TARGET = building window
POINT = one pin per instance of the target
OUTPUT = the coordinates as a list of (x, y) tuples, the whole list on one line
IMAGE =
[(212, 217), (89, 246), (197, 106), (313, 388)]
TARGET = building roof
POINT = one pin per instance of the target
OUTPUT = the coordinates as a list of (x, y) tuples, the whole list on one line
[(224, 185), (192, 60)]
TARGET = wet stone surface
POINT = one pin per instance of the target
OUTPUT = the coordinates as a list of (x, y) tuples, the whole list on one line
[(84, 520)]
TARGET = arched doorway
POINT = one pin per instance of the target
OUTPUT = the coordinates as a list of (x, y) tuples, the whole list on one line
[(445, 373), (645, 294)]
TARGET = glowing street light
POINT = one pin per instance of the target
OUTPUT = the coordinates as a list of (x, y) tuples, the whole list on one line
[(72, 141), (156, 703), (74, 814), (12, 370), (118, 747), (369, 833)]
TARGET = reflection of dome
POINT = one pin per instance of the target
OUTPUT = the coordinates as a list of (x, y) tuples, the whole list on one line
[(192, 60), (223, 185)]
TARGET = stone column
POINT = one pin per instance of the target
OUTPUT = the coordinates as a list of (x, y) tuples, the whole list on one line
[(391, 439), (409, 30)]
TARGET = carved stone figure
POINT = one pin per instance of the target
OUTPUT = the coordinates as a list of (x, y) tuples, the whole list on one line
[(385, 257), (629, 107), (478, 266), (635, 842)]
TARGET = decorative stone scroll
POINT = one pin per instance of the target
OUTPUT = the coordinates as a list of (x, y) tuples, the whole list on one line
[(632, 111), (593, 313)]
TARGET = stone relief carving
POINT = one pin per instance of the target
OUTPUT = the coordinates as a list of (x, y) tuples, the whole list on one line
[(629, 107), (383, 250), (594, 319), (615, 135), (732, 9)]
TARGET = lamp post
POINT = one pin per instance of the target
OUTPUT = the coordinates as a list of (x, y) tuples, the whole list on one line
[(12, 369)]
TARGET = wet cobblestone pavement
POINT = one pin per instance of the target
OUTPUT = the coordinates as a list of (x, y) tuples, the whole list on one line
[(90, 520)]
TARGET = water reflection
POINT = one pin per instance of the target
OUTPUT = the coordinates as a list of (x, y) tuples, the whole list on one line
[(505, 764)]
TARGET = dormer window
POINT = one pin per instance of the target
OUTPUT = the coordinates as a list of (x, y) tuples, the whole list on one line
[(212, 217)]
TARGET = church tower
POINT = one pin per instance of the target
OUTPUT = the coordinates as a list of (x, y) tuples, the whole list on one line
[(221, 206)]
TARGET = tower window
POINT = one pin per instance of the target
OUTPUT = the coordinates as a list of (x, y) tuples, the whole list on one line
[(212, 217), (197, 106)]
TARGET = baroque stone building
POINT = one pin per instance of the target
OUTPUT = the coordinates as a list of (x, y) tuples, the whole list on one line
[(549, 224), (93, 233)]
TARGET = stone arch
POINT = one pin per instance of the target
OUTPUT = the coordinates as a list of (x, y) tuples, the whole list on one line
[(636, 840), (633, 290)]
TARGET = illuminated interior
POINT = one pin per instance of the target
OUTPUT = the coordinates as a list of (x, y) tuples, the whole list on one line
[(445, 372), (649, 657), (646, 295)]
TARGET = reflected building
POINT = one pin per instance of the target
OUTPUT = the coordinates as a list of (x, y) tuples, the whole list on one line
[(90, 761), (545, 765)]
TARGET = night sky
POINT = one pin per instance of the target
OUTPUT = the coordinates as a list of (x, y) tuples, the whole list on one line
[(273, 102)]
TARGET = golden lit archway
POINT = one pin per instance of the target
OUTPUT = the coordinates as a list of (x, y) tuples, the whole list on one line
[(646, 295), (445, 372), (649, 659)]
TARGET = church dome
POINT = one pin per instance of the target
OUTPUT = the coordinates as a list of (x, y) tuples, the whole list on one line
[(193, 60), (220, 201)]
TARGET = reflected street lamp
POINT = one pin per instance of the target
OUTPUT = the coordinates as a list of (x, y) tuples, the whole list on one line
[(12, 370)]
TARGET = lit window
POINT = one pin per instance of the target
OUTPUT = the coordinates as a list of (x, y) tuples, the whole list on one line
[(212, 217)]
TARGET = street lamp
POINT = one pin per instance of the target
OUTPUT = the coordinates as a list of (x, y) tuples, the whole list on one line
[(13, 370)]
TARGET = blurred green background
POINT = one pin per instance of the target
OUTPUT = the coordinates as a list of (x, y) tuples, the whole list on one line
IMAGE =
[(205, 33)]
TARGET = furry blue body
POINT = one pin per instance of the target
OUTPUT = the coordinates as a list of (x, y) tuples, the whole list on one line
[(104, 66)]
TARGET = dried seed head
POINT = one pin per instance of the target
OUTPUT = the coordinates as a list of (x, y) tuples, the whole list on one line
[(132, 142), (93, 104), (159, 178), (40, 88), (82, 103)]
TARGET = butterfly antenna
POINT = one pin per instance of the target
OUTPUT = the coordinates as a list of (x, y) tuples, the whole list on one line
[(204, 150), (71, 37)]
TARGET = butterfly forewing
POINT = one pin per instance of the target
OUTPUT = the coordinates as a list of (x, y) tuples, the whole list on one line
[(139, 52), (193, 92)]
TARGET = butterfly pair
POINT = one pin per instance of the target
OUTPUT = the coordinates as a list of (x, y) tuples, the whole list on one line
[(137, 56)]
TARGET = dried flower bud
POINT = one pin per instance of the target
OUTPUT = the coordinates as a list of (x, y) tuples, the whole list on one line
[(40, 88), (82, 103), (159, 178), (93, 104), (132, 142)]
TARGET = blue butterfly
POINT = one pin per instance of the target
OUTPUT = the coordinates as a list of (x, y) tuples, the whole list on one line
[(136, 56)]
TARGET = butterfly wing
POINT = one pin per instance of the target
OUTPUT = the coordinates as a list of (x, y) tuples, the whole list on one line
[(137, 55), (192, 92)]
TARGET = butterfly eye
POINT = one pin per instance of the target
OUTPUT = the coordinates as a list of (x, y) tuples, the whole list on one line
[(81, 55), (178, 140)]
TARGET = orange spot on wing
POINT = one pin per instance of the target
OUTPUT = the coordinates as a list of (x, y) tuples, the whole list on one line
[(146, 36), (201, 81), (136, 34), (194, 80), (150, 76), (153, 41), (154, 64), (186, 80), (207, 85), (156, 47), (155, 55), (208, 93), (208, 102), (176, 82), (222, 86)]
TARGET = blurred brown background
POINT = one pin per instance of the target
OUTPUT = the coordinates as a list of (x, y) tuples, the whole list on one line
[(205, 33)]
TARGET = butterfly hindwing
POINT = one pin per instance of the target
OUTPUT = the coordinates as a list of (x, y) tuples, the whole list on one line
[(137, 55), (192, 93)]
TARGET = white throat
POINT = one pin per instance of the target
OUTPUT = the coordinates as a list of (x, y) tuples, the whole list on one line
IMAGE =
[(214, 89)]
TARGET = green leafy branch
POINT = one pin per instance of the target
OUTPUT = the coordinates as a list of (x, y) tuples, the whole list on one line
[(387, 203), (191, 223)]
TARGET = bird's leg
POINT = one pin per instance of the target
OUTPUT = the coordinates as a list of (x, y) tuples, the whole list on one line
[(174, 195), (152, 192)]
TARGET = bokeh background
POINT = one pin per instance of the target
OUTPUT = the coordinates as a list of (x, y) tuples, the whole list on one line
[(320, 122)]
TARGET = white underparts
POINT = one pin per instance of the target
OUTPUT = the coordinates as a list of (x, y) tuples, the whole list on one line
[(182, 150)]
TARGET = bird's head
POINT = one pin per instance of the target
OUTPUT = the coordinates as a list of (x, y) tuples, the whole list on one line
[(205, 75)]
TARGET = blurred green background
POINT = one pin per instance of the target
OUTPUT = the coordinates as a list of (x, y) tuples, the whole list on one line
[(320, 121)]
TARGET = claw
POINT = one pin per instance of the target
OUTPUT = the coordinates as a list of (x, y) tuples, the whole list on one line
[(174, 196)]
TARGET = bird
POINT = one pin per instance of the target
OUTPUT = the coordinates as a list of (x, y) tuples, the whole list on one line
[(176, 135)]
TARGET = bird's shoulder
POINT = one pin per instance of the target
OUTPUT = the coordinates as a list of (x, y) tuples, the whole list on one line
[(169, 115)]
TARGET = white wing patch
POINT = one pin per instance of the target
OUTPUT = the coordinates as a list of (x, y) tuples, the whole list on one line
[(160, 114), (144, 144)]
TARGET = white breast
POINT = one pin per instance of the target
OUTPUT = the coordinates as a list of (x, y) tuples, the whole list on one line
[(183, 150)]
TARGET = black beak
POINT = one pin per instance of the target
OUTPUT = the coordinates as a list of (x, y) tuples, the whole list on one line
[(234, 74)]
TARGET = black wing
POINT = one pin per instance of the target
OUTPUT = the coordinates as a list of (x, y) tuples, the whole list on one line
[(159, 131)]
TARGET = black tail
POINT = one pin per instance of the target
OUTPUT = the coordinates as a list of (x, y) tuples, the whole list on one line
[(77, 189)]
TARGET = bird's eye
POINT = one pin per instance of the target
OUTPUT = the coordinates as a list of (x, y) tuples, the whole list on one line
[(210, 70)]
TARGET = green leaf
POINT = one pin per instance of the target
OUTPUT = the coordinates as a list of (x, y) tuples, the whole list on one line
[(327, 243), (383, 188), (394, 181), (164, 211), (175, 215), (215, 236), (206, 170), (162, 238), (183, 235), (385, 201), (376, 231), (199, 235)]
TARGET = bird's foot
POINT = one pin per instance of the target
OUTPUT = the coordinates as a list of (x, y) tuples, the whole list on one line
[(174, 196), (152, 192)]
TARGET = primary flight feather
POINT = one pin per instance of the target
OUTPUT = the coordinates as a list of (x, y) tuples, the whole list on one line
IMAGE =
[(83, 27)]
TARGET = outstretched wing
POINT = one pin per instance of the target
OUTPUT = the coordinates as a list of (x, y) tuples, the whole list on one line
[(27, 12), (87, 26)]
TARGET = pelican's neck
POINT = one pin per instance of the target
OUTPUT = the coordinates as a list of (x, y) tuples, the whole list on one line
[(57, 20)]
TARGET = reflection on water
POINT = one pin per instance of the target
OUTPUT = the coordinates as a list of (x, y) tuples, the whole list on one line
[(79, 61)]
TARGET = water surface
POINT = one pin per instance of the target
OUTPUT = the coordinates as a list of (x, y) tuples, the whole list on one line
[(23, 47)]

■ ■ ■ ■ ■ ■ ■

[How to complete this task]
Within the listing above, find every line containing the string "street" and return it.

[Response to the exercise]
TARGET = glowing street light
TARGET = reflected street lamp
TARGET = street lamp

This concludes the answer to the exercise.